Challenge »
Repeat every line of the data below word for word, leaving out the pictures.
--- START Data to process ---
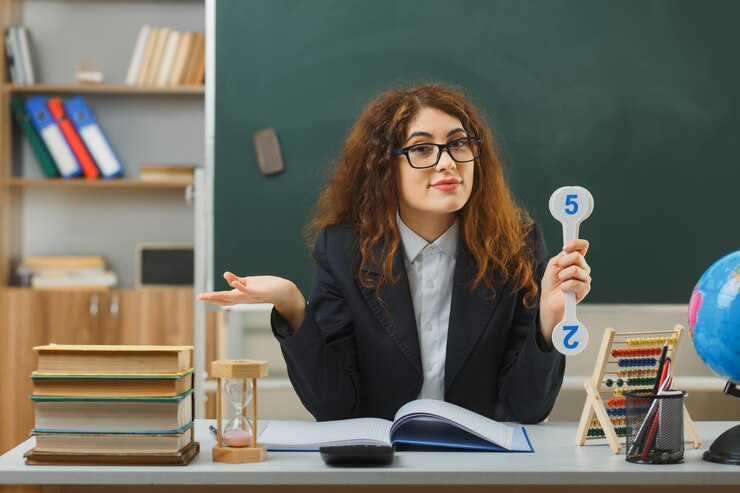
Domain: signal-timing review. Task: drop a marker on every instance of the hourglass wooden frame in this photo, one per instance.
(244, 369)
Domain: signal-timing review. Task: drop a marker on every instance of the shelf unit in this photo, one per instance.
(78, 216)
(154, 125)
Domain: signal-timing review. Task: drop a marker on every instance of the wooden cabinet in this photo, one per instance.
(31, 318)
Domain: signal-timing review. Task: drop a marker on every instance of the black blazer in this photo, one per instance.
(352, 357)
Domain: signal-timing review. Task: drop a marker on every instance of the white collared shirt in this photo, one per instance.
(430, 268)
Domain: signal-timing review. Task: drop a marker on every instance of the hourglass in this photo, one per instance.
(237, 440)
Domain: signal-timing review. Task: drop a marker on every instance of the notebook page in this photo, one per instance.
(310, 435)
(491, 430)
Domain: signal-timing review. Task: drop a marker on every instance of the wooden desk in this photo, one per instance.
(557, 465)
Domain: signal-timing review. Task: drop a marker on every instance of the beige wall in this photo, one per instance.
(704, 402)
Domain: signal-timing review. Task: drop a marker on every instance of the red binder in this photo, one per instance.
(87, 163)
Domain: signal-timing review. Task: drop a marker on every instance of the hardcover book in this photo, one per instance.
(83, 414)
(116, 360)
(112, 385)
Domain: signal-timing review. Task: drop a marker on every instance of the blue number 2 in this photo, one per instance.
(571, 331)
(570, 200)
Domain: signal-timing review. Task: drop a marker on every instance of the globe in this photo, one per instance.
(714, 325)
(714, 317)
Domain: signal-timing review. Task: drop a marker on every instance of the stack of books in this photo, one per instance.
(66, 138)
(164, 57)
(18, 55)
(174, 173)
(113, 405)
(66, 272)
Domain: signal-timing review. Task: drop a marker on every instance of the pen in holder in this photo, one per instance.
(654, 426)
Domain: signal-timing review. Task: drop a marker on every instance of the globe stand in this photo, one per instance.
(726, 448)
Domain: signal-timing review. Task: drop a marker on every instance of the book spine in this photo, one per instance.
(168, 59)
(93, 137)
(52, 136)
(26, 55)
(137, 57)
(73, 138)
(46, 162)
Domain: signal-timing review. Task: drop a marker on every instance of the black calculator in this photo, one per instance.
(357, 455)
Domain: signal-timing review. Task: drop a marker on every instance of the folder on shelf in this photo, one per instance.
(73, 138)
(12, 56)
(46, 162)
(93, 137)
(52, 136)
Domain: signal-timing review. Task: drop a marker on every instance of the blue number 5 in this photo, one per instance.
(571, 331)
(570, 200)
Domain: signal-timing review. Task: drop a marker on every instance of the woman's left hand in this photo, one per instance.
(567, 271)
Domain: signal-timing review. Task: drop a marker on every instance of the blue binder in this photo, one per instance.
(52, 137)
(93, 137)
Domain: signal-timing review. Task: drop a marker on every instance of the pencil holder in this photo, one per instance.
(654, 426)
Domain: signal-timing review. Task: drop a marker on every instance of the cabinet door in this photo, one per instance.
(73, 317)
(152, 316)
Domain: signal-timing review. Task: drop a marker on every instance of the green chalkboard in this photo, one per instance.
(638, 101)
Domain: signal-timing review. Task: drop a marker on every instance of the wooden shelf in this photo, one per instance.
(194, 90)
(81, 182)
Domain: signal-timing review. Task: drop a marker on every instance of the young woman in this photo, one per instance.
(430, 281)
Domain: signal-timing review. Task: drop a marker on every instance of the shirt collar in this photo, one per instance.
(413, 244)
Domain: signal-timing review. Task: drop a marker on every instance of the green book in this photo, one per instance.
(39, 148)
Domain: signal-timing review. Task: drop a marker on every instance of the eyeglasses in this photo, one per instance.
(423, 155)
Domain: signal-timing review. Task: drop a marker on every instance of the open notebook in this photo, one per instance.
(420, 424)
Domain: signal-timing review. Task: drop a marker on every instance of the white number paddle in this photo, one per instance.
(571, 206)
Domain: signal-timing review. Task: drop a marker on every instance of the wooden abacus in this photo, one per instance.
(626, 361)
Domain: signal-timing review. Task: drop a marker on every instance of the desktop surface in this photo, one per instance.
(556, 461)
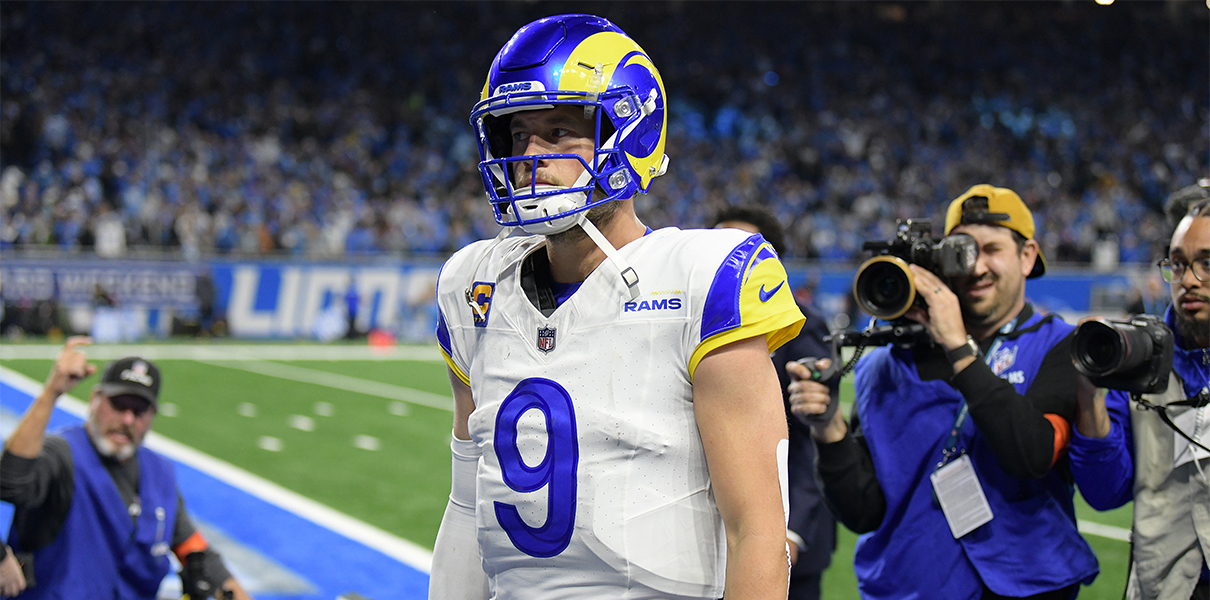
--- END Data to process ---
Output below »
Domain: signal-timing review. Task: drop a marker on every instance of the hourglass wooden frame in this photo, one per instance.
(244, 369)
Domain: signal-timing review. Task: drop a marker on every instance of the shelf unit in this photo, one per instance.
(78, 216)
(154, 125)
Domain: signal-timing review. Task: drop a marker on every instance of the wooden cabinet in this photo, one per instance.
(31, 318)
Domain: signal-timing review. Task: drop a marker on every instance of the black blazer in this photo, one per instance.
(352, 357)
Domain: signal-timing review. Task: drop a marker on every instance of the white collared shirt in this photo, one per instance.
(430, 268)
Domain: signal-timing review. Task: drop a marker on every instance of the hourglass in this photo, one per instance.
(237, 440)
Domain: signal-timing review. Task: drop a marker on every instance of the notebook page in this photo, one per instance.
(310, 435)
(491, 430)
Domain: signal-timing review. Task: drop a marker on every instance of the wooden desk in this photo, one per instance.
(557, 465)
Domain: signal-timing review. Task: drop a marker on every instance of the beige wall in this photo, one per instance.
(704, 402)
Domain: signal-timing review. Task: drop a marker on every instance of the red binder in this photo, one per instance.
(87, 163)
Domain: signal-timing review. Task: drop a marker on every instance of the hardcover book in this photo, one per instance.
(83, 414)
(116, 360)
(112, 385)
Domain: signal-timing review. Task: drop a marker on every instance of the blue number 2 in this photo, one per instance.
(571, 331)
(570, 200)
Domain: signal-timing review. Task: drop a marker on every instance of the globe in this photo, one per instance.
(714, 325)
(714, 317)
Domain: signal-timing review. Task: drop a marker on every instance of the stack of books in this photo, one per instance.
(66, 138)
(164, 57)
(18, 55)
(174, 173)
(113, 405)
(66, 272)
Domain: signal-timing review. Task: drop a marker on every instance of the pen in holder in this photo, one per instance.
(654, 426)
Domain: signal-timing review. Task: drop a marker on every instance of the globe stand in this photo, one per instance.
(726, 448)
Domain: signal-timing review. Task: drop a marker on every instance of the book spine in this photo, one per instance.
(168, 59)
(93, 137)
(52, 136)
(26, 55)
(137, 57)
(73, 138)
(46, 162)
Domain: signal-timing review. Task: drop a marker on every instance of the black calculator in this photo, one per instance.
(357, 455)
Domain: signal-timing review. Task: drop a marker on every instance of the folder on shelf in this photo, one per instance.
(73, 138)
(12, 56)
(46, 162)
(93, 137)
(52, 136)
Domain: signal-timing review. Task: drop a marker on every instance of the blue number 5 in this photo, one per instance.
(571, 331)
(570, 200)
Domain: signal-timing review. Task: drop a marker on every instance of the woman's left hand in this photo, one per instance.
(567, 271)
Domain: signal-timing review. Task: drop a marker on every instance of the blue binder in this photo, one per instance.
(52, 137)
(93, 137)
Domain: signal-timing review. Task: drop a marker on every instance of the pencil holder in this photo, one per instance.
(654, 426)
Domain: signal-timing review. Task: drop a marker on every instance of the cabinet door in this photo, one per instance.
(73, 317)
(152, 316)
Domain: signal-timing review. Task: drop a marker on every instance of the green chalkboard in this photo, one per instance.
(638, 101)
Domain: signal-timing review. Task: drop a marker on every instance of the wooden shelf in this photo, one per instance.
(194, 90)
(81, 182)
Domain: signal-timing review. Task: drop a marker on every instance of the young woman in this photo, one per instance.
(430, 281)
Domain: signal-timing review. Task: drop a marker on every instance of the shirt collar in this photo, one per instance.
(413, 244)
Domain: signal-timing review. Task: drop a marker on every instance of the green book in this photo, one per instance.
(39, 148)
Domain: signal-timing review. Task: drop a marker on every instance of the eyeglasses in this photo, one per instance.
(423, 155)
Domain: signal-timing review. Task: drop a marker on every instance of the open notebook in this photo, one per instance.
(420, 424)
Domain: signal-timing review. Task: drop a marker on every instance of the white number paddle in this photo, one per instance.
(571, 206)
Domain: signal-timing review. Task: drop a marker on every instance of the wooden abacus in this photo, one per instance.
(626, 361)
Domain: signal-timing review. Task: drop a marker on every instance of the desktop surface in this photo, one per instance.
(556, 461)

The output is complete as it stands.